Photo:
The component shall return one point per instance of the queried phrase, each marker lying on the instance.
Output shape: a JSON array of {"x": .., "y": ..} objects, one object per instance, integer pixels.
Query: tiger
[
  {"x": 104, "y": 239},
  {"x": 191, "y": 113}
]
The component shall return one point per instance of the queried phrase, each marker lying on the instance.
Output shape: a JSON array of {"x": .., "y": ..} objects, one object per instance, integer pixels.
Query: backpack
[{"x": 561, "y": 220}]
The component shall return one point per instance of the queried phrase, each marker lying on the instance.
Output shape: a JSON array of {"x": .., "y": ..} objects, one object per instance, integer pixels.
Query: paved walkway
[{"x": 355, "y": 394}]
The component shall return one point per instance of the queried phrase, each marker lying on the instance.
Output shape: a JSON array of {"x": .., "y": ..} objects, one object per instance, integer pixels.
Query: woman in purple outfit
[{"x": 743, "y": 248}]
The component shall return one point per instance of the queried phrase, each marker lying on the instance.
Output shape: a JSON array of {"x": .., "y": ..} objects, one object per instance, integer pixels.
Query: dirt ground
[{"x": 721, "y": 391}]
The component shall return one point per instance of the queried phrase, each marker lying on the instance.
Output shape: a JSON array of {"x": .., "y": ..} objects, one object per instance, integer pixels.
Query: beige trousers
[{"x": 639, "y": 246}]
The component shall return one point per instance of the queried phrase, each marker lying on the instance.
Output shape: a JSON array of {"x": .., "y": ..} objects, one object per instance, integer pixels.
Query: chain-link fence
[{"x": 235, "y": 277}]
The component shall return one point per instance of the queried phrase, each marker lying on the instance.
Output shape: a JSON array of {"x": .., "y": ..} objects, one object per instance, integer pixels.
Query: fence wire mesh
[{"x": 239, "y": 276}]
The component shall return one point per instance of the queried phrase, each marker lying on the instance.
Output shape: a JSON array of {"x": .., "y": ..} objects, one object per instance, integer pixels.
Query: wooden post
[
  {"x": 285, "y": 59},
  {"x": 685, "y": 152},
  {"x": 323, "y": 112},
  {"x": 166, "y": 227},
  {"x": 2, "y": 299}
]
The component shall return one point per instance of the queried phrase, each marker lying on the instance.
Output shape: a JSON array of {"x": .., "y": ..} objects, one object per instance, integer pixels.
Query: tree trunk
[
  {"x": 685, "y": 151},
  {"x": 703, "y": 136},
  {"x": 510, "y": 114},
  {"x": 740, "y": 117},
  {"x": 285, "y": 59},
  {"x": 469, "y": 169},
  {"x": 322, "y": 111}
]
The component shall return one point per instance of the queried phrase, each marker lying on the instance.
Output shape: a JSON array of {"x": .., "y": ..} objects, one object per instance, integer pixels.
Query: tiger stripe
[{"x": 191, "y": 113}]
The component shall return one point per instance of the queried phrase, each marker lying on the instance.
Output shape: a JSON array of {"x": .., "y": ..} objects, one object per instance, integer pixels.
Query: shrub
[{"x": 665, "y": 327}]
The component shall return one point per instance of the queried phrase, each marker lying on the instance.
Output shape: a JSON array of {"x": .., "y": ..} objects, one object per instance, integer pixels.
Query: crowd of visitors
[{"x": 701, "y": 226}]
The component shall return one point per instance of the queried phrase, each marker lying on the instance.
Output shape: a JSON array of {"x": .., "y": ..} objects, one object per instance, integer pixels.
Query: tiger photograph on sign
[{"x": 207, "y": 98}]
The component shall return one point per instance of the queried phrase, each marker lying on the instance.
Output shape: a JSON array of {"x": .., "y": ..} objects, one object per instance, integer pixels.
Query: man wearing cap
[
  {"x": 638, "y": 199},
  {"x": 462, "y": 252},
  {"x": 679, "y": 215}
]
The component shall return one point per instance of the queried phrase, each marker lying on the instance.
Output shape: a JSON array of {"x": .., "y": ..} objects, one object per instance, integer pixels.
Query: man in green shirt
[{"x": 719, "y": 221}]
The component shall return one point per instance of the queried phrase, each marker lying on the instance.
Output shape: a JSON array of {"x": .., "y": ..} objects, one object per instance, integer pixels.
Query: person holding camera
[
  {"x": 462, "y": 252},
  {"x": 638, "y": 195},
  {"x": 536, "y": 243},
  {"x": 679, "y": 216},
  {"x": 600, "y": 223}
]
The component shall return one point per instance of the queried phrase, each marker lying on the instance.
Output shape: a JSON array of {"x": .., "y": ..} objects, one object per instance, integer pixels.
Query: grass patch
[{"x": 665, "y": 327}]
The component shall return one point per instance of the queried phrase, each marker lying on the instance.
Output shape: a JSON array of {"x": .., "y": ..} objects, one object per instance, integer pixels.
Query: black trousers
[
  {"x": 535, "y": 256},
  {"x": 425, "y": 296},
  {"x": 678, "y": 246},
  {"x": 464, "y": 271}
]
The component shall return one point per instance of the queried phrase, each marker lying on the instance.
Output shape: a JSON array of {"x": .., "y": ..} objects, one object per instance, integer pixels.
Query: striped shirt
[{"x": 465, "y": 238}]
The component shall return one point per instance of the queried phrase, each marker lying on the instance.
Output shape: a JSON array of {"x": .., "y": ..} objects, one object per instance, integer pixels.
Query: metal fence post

§ **Written problem**
How many lines of the material above contain the string "trousers"? Give only the number.

§ **Output**
2